Исходный текст:
********

В центре деятельности футуристов 17—22 гг. стояли два поэта — В. Маяковский и Б. Пастернак, и оба в широкой мере выполняли этот завет своей школы. Но оба они — поэты настолько значительные, что выходят из рамок одной школы; значение их деятельности нельзя ограничить выполнением одной, хотя бы и важной, задачи момента; самое творчество их не умещается в гранях одного пятилетия.

Маяковский сразу, еще в начале 10-х годов, показал себя поэтом большого темперамента и смелых мазков. Он был один из тех, кто к Октябрю отнесся не как к внешней силе, прежде всего мешающей самой работе поэта (отношение очень многих, несмотря на стихи, где революция воспевается), но как к великому явлению жизни, с которым он сам органически связан. Уже с эпохи войны появляется ряд стихотворений Маяковского, откликающихся на современность, потом радостно приветствующих революцию: “Война и Мир”, “Революция”, “Наш марш” (“Все, сочиненное Вл. Маяковским”, 1919 г.), “Мистерия Буфф” (переделано для театра в 1920 г.), “150 000 000” (1921 г.), поэма об интернационалах (1922 г.) и переходящих иногда в настоящие агитки (“Маяковский издевается”, 1922 г.), рядом с чем, впрочем, продолжается творчество и на иные темы (см. “Все”, затем “Люблю”, 1922 г. и др.). Стихи Маяковского принадлежат к числу прекраснейших явлений пятилетия: их бодрый слог и смелая речь были живительным ферментом нашей поэзии. В своих* позднейших стихотворениях Маяковский усвоил себе манеру плаката — резкие линии, кричащие краски. При этом он нашел и свою технику — особое видоизменение “свободного стиха”, не порывающего резко с метром, но дающего простор ритмическому разнообразию; он же был одним из творцов новой рифмы, ныне входящей в общее употребление, как более отвечающей свойствам русского языка, нежели рифма классическая (Пушкина и др.). Наконец, в сфере языка Маяковский, с умеренностью применяя принципы Хлебникова, нашел речь, соединяющую простоту со своеобразием, фельетонную хлесткость с художественным тактом. Недостатки поэзии Маяковского в том, что эта последняя хлесткость иногда преобладает, что простота порой срывается в прозаизмы, что иные рифмы слишком искусственны, что некоторые размеры лишь типографски отличены от самых заурядных ямбов и хореев, что плакатная манера не лишена грубости, и т. д., главное же в том, что и у Маяковского уже начинает складываться шаблон. Во всяком случае, опасности для пего еще впереди, а годы 17—22 были расцветом его деятельности. Влияние Маяковского на молодую поэзию было очень сильно, но, к сожалению, ему чаще подражали по внешности, без его силы, без его одушевления, без меткости его речи и богатства его словаря. (Ныне выходит собрание стихов Маяковского, “13 лет работы”, изд. “Маф”, М., 1922 г.)

********

Задания:
a. Какую манеру, согласно исходному тексту, Маяковский усвоил в своих позднейших стихотворениях?
b. Перепишите из исходного текста фрагмент от слов «В центре деятельности» до слов «гранях одного пятилетия.» включительно.

Фрагменты данных:
********

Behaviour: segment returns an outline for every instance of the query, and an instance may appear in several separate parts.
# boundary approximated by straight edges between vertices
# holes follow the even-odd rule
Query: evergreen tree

********

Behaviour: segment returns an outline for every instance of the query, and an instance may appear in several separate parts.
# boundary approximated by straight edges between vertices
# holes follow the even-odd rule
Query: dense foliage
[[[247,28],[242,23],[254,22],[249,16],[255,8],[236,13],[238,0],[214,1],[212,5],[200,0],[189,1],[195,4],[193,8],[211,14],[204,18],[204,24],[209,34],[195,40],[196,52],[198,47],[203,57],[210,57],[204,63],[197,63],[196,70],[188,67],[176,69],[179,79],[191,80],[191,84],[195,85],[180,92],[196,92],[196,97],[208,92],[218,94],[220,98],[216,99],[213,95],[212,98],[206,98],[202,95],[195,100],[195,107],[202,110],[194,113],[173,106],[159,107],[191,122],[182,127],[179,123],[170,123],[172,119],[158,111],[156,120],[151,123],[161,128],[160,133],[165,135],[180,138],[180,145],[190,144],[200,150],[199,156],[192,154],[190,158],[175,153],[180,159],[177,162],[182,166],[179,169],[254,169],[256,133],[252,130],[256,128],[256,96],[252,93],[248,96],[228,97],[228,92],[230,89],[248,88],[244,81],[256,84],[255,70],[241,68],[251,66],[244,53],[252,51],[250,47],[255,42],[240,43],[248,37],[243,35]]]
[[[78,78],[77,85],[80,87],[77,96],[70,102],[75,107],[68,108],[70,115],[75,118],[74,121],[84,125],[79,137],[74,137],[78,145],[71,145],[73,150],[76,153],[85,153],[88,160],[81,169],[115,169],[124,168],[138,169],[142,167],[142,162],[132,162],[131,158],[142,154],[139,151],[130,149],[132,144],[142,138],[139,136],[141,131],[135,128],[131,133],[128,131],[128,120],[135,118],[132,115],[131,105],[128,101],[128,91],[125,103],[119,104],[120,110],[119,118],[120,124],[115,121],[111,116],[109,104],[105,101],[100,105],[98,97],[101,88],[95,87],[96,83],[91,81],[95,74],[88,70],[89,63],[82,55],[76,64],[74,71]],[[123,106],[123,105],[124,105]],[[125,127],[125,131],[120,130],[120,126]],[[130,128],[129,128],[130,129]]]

********

Ответы:
a. Манеру плаката: резкие линии, кричащие краски.

b.
В центре деятельности футуристов 17—22 гг. стояли два поэта — В. Маяковский и Б. Пастернак, и оба в широкой мере выполняли этот завет своей школы. Но оба они — поэты настолько значительные, что выходят из рамок одной школы; значение их деятельности нельзя ограничить выполнением одной, хотя бы и важной, задачи момента; самое творчество их не умещается в гранях одного пятилетия.